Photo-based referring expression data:

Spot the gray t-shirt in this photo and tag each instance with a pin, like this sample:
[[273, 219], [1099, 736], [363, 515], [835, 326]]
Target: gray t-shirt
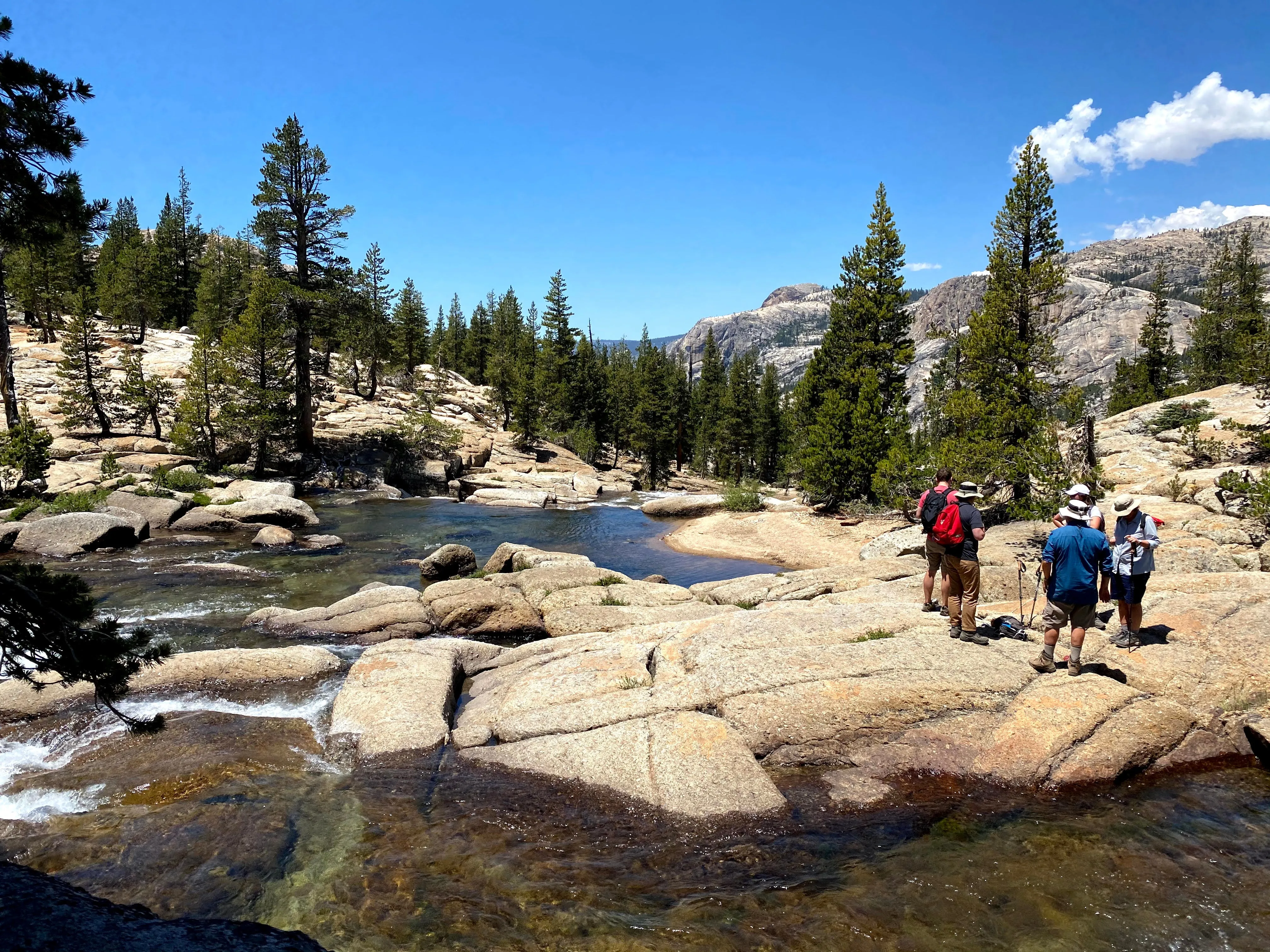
[[968, 549]]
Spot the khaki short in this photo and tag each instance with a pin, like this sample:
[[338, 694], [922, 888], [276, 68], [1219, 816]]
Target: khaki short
[[1060, 614], [934, 555]]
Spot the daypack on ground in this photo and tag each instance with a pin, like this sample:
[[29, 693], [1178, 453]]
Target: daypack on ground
[[933, 507], [948, 529]]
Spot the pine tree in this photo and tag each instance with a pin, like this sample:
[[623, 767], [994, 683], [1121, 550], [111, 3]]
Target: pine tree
[[707, 411], [411, 328], [38, 135], [770, 428], [1153, 375], [144, 399], [87, 394], [23, 454], [178, 247], [529, 404], [624, 395], [1211, 353], [196, 427], [128, 287], [506, 348], [863, 360], [224, 284], [475, 348], [370, 334], [559, 339], [1008, 351], [653, 416], [295, 219], [260, 371]]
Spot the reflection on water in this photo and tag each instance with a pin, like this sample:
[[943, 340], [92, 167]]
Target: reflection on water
[[244, 809], [203, 609], [427, 853]]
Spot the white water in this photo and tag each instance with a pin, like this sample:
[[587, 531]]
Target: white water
[[58, 748]]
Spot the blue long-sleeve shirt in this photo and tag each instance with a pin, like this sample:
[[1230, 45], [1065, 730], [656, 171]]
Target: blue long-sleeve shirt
[[1076, 554]]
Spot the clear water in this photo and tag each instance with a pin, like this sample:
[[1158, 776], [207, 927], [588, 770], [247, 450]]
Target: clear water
[[200, 610], [242, 810]]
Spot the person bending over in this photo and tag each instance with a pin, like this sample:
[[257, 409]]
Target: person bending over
[[1133, 559], [1074, 557], [929, 509], [962, 568]]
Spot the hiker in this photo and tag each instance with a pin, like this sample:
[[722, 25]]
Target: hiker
[[1083, 493], [1133, 559], [929, 508], [961, 530], [1074, 557]]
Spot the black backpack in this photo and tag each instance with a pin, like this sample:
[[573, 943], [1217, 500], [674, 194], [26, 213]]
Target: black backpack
[[935, 504]]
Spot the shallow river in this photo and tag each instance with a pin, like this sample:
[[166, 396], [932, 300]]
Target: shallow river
[[241, 810]]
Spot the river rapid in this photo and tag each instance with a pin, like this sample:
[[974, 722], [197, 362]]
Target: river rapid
[[241, 809]]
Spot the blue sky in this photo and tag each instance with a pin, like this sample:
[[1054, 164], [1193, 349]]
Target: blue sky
[[675, 161]]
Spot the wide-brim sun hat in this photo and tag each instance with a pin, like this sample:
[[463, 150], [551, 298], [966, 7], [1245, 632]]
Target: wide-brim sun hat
[[1075, 509], [1124, 504]]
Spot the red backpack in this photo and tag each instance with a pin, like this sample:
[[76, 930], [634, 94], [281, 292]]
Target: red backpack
[[948, 529]]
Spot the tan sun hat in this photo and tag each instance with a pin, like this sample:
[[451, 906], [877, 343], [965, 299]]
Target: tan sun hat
[[1124, 504]]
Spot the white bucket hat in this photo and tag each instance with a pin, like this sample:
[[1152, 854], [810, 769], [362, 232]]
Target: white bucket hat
[[1076, 509]]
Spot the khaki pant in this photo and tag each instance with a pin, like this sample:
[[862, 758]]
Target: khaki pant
[[963, 575]]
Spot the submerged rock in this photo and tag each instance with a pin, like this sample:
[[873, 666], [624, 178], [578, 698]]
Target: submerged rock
[[446, 563], [51, 915], [220, 669], [398, 696], [273, 536], [684, 507], [275, 509]]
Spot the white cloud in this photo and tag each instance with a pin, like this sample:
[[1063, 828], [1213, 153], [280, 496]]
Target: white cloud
[[1179, 131], [1206, 215], [1066, 146]]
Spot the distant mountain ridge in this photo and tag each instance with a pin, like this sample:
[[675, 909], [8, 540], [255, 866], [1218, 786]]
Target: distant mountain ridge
[[1095, 326]]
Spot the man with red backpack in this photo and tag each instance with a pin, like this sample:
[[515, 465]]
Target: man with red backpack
[[961, 530], [929, 508]]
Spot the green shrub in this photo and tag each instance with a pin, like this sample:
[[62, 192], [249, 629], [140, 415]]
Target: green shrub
[[743, 498], [876, 635], [25, 508], [83, 502], [180, 480], [1178, 414]]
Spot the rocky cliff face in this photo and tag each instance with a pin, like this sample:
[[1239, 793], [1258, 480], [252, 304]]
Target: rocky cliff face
[[1108, 299]]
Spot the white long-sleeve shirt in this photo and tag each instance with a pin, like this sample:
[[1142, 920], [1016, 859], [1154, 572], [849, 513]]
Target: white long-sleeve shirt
[[1124, 559]]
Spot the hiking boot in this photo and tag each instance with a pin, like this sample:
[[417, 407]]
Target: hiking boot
[[1046, 666]]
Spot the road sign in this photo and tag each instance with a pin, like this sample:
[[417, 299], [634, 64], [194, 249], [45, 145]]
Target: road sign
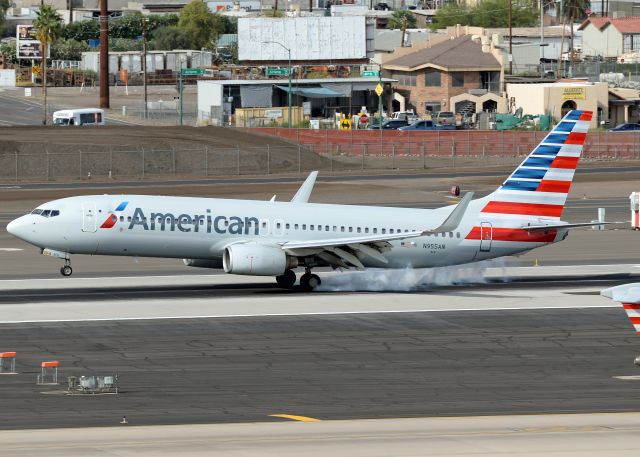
[[277, 71], [192, 71]]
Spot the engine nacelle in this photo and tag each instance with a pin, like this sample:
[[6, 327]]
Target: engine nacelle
[[256, 259], [203, 263]]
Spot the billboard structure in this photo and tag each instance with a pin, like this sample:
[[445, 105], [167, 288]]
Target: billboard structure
[[27, 45], [326, 39]]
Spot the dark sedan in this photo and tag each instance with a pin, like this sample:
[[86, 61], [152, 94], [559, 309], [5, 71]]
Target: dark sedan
[[392, 124]]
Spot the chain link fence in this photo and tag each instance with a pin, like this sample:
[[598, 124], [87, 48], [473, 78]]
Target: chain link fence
[[323, 150]]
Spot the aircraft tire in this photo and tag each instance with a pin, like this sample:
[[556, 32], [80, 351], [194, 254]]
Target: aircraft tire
[[287, 279], [309, 281]]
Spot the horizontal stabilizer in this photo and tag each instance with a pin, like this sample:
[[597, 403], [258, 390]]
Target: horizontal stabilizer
[[452, 222], [542, 228], [303, 194]]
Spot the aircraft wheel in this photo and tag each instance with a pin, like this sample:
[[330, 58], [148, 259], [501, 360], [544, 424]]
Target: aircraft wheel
[[309, 281], [287, 279]]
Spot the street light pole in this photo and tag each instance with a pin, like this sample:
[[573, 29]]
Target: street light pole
[[144, 62], [289, 94]]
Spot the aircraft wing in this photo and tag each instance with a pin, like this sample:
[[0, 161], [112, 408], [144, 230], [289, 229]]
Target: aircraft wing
[[347, 251]]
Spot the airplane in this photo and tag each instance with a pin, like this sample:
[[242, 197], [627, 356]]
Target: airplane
[[271, 238]]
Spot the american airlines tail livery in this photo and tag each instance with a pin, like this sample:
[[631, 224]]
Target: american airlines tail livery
[[270, 238]]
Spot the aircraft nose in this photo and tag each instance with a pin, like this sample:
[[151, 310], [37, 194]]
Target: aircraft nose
[[18, 227]]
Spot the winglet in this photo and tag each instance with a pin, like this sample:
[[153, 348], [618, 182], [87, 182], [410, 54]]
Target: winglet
[[302, 196], [453, 220]]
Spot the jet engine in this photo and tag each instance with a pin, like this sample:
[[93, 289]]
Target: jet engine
[[256, 259], [203, 263]]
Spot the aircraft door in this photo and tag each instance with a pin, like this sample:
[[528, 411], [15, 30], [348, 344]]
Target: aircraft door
[[278, 227], [264, 227], [486, 236], [89, 217]]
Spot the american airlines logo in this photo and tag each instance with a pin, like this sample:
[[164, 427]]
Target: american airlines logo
[[233, 225]]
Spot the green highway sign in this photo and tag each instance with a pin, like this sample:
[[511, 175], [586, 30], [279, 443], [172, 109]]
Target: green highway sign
[[192, 71], [277, 71]]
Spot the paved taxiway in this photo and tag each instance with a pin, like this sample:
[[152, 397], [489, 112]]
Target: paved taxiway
[[211, 349], [613, 435]]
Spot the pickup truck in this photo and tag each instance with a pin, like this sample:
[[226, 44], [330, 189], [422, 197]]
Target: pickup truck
[[427, 125]]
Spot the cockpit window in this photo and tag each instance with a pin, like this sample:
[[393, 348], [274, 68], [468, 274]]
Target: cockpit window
[[46, 212]]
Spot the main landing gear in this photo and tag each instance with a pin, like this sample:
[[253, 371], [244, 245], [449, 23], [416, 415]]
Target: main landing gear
[[66, 270], [308, 281]]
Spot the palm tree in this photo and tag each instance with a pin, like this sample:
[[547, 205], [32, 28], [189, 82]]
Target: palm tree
[[572, 10], [47, 24]]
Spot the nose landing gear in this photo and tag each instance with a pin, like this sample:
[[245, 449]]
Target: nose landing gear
[[66, 270]]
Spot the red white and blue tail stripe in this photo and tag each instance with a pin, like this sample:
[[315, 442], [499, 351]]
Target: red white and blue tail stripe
[[629, 296], [539, 186]]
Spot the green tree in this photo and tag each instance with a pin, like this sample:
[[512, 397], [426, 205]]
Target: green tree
[[68, 49], [8, 50], [48, 25], [402, 19], [200, 24], [4, 5], [168, 38]]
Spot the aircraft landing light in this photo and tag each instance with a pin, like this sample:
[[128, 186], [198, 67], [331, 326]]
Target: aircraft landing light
[[295, 418]]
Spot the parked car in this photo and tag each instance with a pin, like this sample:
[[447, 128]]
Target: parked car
[[381, 6], [625, 128], [445, 118], [427, 125], [391, 124]]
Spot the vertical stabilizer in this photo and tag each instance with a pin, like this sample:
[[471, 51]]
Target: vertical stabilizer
[[540, 185]]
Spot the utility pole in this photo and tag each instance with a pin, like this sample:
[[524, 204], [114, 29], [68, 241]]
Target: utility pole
[[289, 94], [104, 55], [144, 63], [510, 39]]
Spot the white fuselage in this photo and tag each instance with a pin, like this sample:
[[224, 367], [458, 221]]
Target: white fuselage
[[201, 228]]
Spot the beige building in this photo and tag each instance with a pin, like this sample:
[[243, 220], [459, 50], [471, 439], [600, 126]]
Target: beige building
[[560, 97]]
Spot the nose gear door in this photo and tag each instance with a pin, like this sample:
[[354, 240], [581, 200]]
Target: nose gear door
[[89, 216], [486, 236]]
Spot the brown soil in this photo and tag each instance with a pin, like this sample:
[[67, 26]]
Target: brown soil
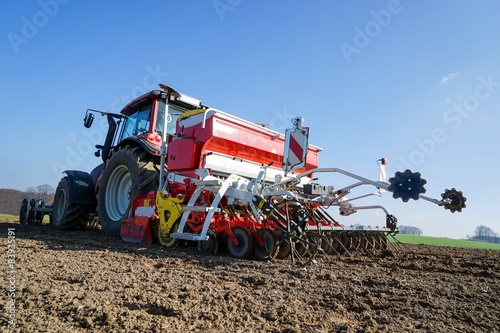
[[87, 281]]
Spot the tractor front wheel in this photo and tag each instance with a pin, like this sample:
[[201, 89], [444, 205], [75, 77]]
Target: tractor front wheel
[[65, 213], [130, 172]]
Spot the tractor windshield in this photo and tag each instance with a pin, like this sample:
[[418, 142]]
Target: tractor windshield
[[138, 122], [172, 116]]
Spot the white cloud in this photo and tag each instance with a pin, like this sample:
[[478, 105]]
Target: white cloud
[[448, 77]]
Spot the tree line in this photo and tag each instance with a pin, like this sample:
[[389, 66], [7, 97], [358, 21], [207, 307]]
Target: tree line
[[10, 200], [484, 234]]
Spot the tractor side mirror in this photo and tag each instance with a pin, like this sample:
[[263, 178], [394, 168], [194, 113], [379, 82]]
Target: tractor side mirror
[[88, 120]]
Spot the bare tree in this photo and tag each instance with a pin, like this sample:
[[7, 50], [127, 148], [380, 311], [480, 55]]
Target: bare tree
[[410, 230], [484, 234], [44, 191]]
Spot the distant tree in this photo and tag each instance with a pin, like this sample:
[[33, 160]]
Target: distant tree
[[484, 234], [410, 230], [44, 191]]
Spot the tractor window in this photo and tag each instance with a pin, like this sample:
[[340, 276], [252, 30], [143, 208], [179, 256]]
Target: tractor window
[[173, 115], [138, 122]]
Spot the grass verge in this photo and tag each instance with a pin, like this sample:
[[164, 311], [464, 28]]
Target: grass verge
[[442, 241]]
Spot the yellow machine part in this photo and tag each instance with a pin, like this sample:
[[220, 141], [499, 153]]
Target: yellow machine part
[[169, 211]]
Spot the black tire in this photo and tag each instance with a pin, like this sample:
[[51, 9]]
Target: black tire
[[245, 244], [130, 172], [65, 214], [270, 245], [24, 211], [283, 251]]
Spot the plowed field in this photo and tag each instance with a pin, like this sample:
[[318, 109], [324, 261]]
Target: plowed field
[[87, 281]]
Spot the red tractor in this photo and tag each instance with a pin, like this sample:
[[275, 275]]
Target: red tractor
[[131, 162]]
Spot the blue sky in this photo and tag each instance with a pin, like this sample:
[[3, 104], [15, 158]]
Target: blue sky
[[415, 81]]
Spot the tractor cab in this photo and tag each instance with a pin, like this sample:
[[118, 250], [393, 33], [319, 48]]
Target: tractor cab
[[145, 119], [141, 122]]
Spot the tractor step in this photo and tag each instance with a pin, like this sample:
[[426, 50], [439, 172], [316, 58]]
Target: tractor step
[[187, 236], [211, 182]]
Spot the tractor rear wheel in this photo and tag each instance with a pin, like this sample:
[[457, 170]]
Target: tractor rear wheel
[[270, 245], [66, 214], [130, 172], [244, 248]]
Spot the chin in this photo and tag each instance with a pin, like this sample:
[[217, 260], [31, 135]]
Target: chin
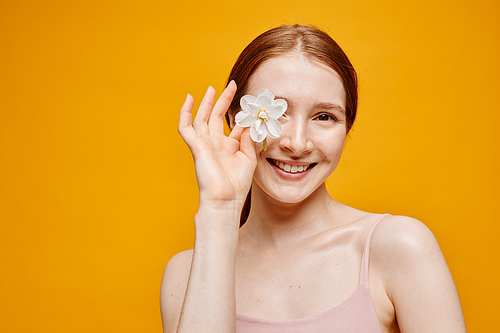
[[285, 194]]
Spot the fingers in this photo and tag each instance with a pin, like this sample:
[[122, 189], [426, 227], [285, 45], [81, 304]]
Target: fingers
[[185, 129], [216, 122], [200, 123], [236, 132], [247, 146]]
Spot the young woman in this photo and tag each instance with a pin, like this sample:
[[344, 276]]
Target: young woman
[[301, 261]]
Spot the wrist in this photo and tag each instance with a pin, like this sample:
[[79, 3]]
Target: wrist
[[217, 218]]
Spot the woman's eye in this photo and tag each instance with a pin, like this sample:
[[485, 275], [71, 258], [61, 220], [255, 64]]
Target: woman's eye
[[326, 117]]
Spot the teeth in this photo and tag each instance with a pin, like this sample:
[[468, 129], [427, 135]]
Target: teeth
[[290, 168]]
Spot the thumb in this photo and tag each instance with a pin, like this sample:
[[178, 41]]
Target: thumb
[[247, 146]]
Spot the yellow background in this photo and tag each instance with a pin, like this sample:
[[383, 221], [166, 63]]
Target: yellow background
[[97, 190]]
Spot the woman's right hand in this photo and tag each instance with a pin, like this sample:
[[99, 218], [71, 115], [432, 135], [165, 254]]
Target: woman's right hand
[[224, 165]]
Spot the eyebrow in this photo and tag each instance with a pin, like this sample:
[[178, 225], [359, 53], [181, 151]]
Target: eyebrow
[[321, 105]]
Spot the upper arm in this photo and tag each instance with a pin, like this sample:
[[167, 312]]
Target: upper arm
[[416, 277], [173, 289]]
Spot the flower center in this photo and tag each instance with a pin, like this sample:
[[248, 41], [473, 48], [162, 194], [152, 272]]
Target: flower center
[[262, 115]]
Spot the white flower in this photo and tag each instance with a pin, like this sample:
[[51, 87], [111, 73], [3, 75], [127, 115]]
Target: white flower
[[261, 113]]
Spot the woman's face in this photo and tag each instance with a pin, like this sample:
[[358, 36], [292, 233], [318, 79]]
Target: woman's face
[[313, 127]]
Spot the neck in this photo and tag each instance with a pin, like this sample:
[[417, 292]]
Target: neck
[[278, 223]]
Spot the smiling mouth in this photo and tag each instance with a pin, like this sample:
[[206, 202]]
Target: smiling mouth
[[291, 168]]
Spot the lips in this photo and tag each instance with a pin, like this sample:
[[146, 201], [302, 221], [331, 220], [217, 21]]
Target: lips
[[296, 168]]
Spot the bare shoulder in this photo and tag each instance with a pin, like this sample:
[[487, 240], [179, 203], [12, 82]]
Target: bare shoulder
[[406, 258], [173, 288], [402, 245], [402, 235]]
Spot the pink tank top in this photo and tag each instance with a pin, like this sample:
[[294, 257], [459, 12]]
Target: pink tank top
[[354, 315]]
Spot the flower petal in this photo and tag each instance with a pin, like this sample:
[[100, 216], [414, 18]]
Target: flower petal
[[257, 125], [256, 136], [244, 119], [275, 111], [273, 128], [281, 102], [245, 100], [254, 109]]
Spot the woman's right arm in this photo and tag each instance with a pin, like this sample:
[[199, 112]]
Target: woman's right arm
[[224, 170]]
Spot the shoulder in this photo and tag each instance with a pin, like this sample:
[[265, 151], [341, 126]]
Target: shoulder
[[173, 287], [402, 235], [401, 243], [406, 259]]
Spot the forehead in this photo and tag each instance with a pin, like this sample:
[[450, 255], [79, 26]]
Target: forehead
[[299, 80]]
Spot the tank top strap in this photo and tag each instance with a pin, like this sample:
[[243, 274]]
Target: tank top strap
[[363, 277]]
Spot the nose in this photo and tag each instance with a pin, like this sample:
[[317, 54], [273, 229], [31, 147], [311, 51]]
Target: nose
[[296, 137]]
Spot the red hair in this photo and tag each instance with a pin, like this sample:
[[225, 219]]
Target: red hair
[[308, 41]]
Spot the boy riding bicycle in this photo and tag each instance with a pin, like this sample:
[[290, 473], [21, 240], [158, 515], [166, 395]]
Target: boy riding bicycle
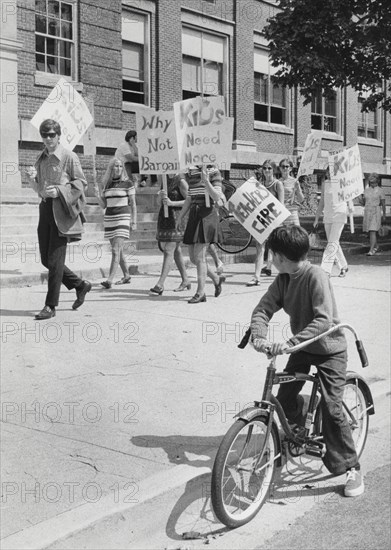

# [WHAT THE EXERCISE ASKS]
Search the entries for the word "bicycle", then copy every line in which it is found.

# [ANSWER TO THE PROBLEM]
Spot the boy riding bicycle in this photo and tag each instance with a pin, like this sample:
Target: boy riding bicycle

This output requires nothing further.